Preocupado com a fisionomia do centro urbano de Petrópolis, onde veraneava a fina flor da sociedade carioca, onde vivia durante todo o ano o corpo diplomático, onde o mundo político vinha usufruir das delícias da serra durante os verões presidenciais, o Dr. Arthur de Sá Earp convocou reunião a realizar-se no salão nobre da Câmara, para tratar do aformoseamento da Praça da Liberdade.
No dia 11 de fevereiro de 1906, a 1 hora da tarde, lá estavam o Barão de Pedro Afonso, o Dr. Souza Leão, o Barão de Ibirocaí, o Dr. Roxo de Rodrigues, o Barão de Santa Margarida, os Drs. Villela dos Santos, Teixeira Soares, José Paranaguá, Franklin Sampaio, Joaquim Moreira, Luiz da Rocha Miranda, José Carlos de Figueiredo, o Coronel José Land, o Major Cristovam Nunes, Eugênio de Almeida e Silva, José Sanville, o Comendador Augusto Ferreira, Arlindo Gomes. A eles se juntaram os representantes da imprensa carioca e petropolitana.

* **Exercício escrito 1**
Transcreva do trecho sobre Petrópolis a parte que começa em "Preocupado com a" e vai até "Praça da Liberdade.".
* **Exercício escrito 2**
Apresente em lista numerada, sem as linhas em branco, somente as linhas dos registros que vão do início deles até a linha que contém "[(452, 148)]", incluída esta.
O trecho e os registros constituem materiais independentes entre si.

[Itens de dados]
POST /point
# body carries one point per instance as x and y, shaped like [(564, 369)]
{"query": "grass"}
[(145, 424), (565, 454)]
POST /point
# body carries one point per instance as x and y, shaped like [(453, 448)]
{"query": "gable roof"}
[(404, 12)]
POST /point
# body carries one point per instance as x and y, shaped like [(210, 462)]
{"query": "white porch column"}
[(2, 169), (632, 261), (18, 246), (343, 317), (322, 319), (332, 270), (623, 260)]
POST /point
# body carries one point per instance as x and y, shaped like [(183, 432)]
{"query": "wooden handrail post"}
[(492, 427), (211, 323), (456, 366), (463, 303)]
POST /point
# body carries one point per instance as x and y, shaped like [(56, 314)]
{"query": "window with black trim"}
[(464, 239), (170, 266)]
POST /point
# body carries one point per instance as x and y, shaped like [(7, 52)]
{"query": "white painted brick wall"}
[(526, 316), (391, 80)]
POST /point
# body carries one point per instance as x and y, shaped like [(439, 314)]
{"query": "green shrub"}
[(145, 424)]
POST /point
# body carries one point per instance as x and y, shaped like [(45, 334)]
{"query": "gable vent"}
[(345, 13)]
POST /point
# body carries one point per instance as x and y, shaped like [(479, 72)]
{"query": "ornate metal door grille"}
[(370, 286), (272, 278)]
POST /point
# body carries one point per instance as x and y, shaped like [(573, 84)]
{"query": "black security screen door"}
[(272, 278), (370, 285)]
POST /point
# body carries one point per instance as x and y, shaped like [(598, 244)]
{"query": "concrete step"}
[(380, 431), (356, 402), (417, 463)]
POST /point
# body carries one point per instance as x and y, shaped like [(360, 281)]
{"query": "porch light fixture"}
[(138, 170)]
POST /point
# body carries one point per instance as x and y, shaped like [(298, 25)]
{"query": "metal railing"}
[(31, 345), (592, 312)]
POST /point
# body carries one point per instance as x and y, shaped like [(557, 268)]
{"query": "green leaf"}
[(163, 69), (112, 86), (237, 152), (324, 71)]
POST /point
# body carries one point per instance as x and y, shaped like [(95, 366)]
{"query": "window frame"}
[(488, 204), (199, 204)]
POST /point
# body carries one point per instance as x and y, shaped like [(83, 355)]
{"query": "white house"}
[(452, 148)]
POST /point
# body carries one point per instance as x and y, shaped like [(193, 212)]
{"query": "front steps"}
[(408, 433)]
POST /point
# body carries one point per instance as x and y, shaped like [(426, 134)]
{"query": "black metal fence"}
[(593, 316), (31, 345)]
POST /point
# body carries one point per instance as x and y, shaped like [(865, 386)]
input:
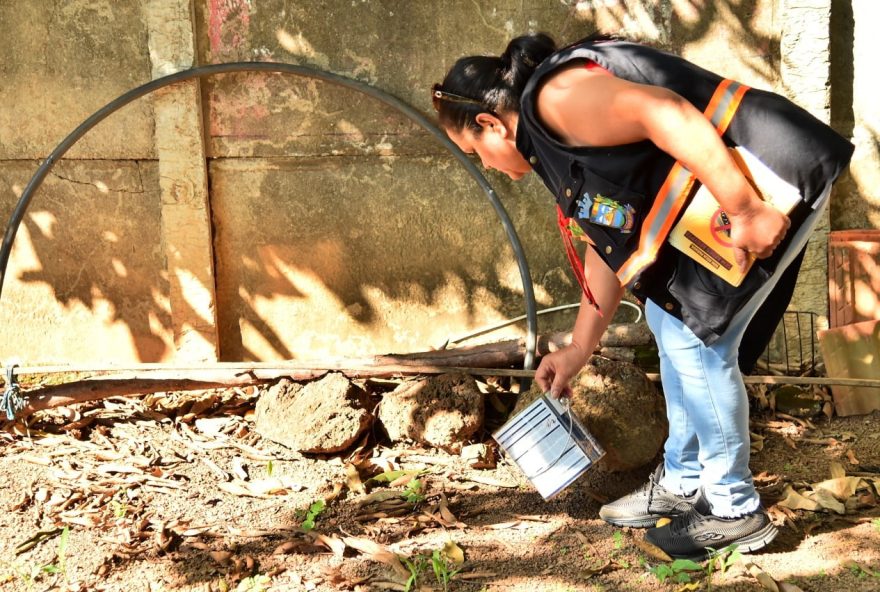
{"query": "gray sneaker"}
[(643, 507), (697, 532)]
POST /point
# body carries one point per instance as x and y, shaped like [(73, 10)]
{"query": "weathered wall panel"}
[(291, 157)]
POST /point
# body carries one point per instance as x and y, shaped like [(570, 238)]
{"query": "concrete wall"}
[(264, 216)]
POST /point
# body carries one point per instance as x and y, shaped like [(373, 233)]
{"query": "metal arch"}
[(210, 70)]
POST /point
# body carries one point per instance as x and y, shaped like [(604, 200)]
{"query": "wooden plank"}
[(853, 351)]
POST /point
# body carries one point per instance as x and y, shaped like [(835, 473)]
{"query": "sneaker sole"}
[(753, 542), (641, 522)]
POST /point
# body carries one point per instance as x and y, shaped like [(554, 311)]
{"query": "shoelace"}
[(685, 521)]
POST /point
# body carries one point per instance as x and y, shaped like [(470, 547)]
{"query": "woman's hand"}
[(558, 368), (756, 230)]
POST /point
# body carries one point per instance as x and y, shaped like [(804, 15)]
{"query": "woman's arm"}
[(558, 368), (593, 109)]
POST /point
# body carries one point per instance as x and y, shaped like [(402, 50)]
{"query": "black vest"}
[(798, 147)]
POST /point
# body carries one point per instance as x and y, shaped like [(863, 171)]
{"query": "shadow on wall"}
[(379, 224)]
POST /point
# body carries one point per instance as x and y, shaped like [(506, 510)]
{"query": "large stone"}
[(442, 411), (324, 416), (621, 407)]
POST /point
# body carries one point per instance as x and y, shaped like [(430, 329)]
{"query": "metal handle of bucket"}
[(566, 403)]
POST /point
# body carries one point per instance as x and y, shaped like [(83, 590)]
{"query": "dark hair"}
[(494, 83)]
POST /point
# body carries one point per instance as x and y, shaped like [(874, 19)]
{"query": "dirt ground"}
[(175, 491)]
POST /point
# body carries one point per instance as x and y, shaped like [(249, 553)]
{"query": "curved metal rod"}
[(210, 70)]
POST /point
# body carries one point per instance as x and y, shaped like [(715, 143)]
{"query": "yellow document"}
[(703, 232)]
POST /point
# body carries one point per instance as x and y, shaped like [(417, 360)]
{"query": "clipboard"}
[(703, 232)]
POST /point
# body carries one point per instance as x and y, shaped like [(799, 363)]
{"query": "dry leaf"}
[(453, 552), (652, 550), (239, 469), (837, 471), (377, 552), (353, 479), (840, 487), (213, 426), (826, 500), (221, 557), (376, 497), (795, 501), (763, 577), (301, 547), (240, 488), (851, 457), (474, 575), (333, 543), (485, 480)]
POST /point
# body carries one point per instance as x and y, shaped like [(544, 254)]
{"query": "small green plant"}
[(257, 583), (720, 561), (678, 571), (413, 492), (308, 516), (417, 565), (442, 571), (60, 565), (862, 572)]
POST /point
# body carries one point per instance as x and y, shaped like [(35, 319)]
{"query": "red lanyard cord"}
[(574, 260)]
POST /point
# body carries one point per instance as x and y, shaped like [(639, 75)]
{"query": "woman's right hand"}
[(556, 370), (757, 230)]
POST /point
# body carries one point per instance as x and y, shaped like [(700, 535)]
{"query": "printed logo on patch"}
[(606, 212)]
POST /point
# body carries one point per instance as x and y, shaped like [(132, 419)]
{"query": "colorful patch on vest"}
[(606, 212)]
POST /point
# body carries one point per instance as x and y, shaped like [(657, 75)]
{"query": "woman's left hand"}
[(757, 230)]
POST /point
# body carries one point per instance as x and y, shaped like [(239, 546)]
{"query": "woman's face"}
[(495, 145)]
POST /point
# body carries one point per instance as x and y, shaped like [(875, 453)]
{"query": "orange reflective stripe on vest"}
[(677, 186)]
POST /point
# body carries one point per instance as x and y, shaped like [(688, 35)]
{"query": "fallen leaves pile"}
[(98, 473)]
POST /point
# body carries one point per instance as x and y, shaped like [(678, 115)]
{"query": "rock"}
[(442, 411), (620, 407), (797, 401), (324, 416)]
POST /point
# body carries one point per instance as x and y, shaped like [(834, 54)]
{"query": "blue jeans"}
[(706, 401)]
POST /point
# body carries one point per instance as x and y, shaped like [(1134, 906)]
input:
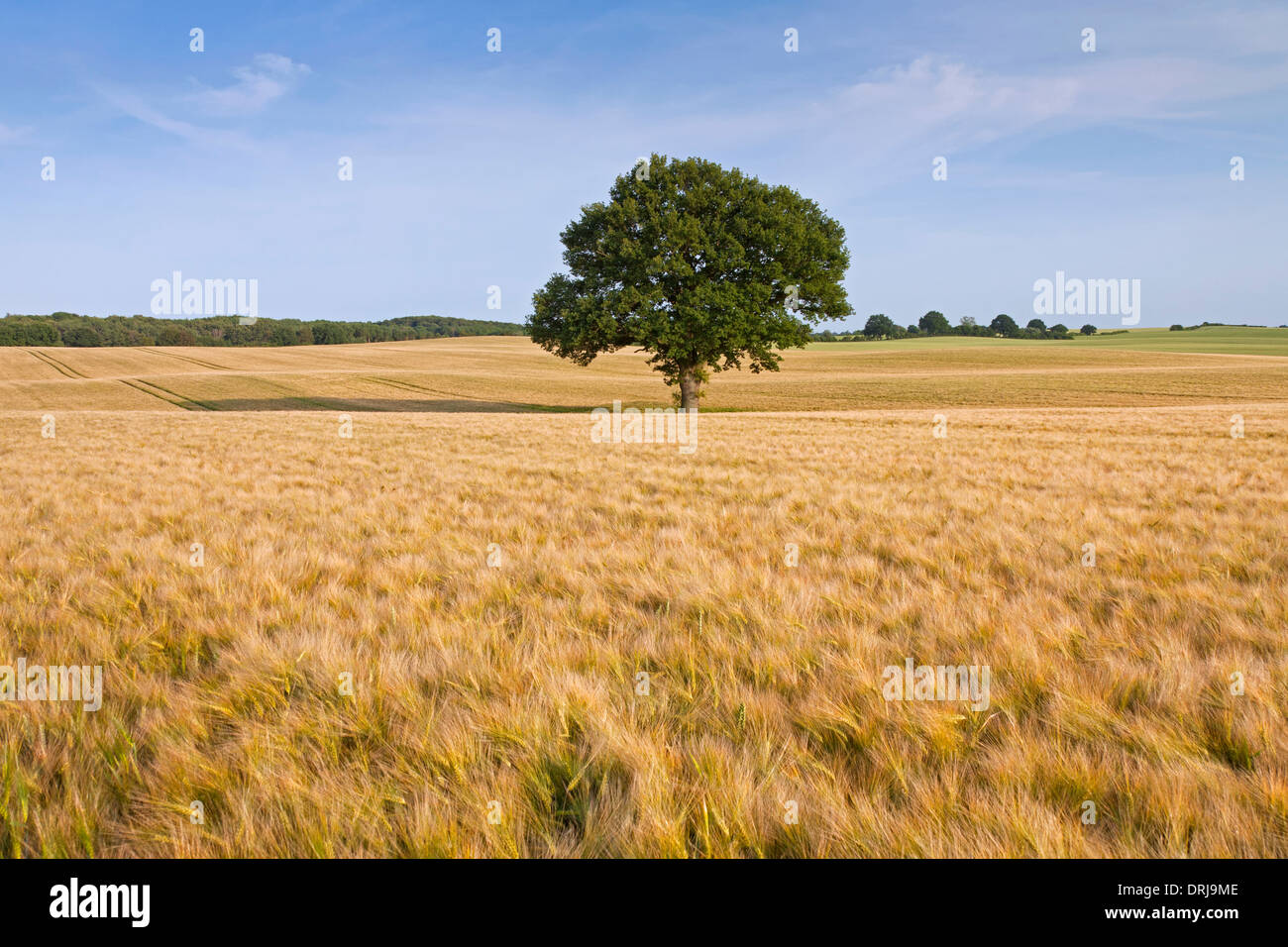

* **Resposta escrita 1**
Preocupado com a fisionomia do centro urbano de Petrópolis, onde veraneava a fina flor da sociedade carioca, onde vivia durante todo o ano o corpo diplomático, onde o mundo político vinha usufruir das delícias da serra durante os verões presidenciais, o Dr. Arthur de Sá Earp convocou reunião a realizar-se no salão nobre da Câmara, para tratar do aformoseamento da Praça da Liberdade.

* **Resposta escrita 2**
1. POST /point
2. # body carries one point per instance as x and y, shaped like [(564, 369)]
3. {"query": "grass"}
4. [(145, 424), (565, 454)]
5. POST /point
6. # body carries one point per instance as x and y, shaped like [(453, 448)]
7. {"query": "gable roof"}
8. [(404, 12)]
9. POST /point
10. # body carries one point per instance as x and y, shaped like [(210, 462)]
11. {"query": "white porch column"}
12. [(2, 169), (632, 261), (18, 246), (343, 317), (322, 319), (332, 270), (623, 260)]
13. POST /point
14. # body carries one point per instance as x and y, shaped like [(183, 432)]
15. {"query": "wooden handrail post"}
16. [(492, 427), (211, 323), (456, 366), (463, 303)]
17. POST /point
18. # body carries one point per instance as x and y, shaped like [(56, 314)]
19. {"query": "window with black trim"}
20. [(464, 239), (170, 266)]
21. POST /point
22. # body carries one point per instance as x and y, shaped like [(7, 52)]
23. {"query": "white painted brick wall"}
24. [(526, 316), (391, 80)]
25. POST /point
26. # body carries one point per instance as x and y, shaped like [(439, 314)]
27. {"query": "green shrub"}
28. [(145, 424)]
29. POST /point
30. # body carries one point per instance as x and y, shaped like [(45, 334)]
31. {"query": "gable vent"}
32. [(345, 13)]
33. POST /point
34. # body carries one point per instance as x and y, shaped like [(479, 72)]
35. {"query": "ornate metal door grille"}
36. [(370, 286), (272, 278)]
37. POST /point
38. # body carries one point per instance as x and y, shaped like [(573, 84)]
39. {"query": "black security screen door"}
40. [(272, 278), (370, 285)]
41. POST /point
42. # body carries one point per instance as x and y, shaped like [(598, 244)]
43. {"query": "concrete step"}
44. [(380, 431), (356, 402), (417, 463)]
45. POST /point
46. # body carries one point per instance as x and y, shaped like [(360, 281)]
47. {"query": "porch light fixture"}
48. [(138, 170)]
49. POST /point
50. # body carries one point per instance as x and y, shaped like [(298, 25)]
51. {"query": "metal railing"}
52. [(31, 345), (592, 312)]
53. POST /point
54. # body carries one point per instance as x and y, shaped like [(557, 268)]
55. {"query": "green leaf"}
56. [(163, 69), (112, 86), (237, 152), (324, 71)]
57. POST /point
58. # body carries one point per instance as x and y, shaped like [(95, 366)]
59. {"query": "window frame"}
60. [(488, 204), (199, 204)]
61. POST /point
62. # body carries one point per instance as x and y, shaped like [(83, 355)]
63. {"query": "white house"}
64. [(452, 148)]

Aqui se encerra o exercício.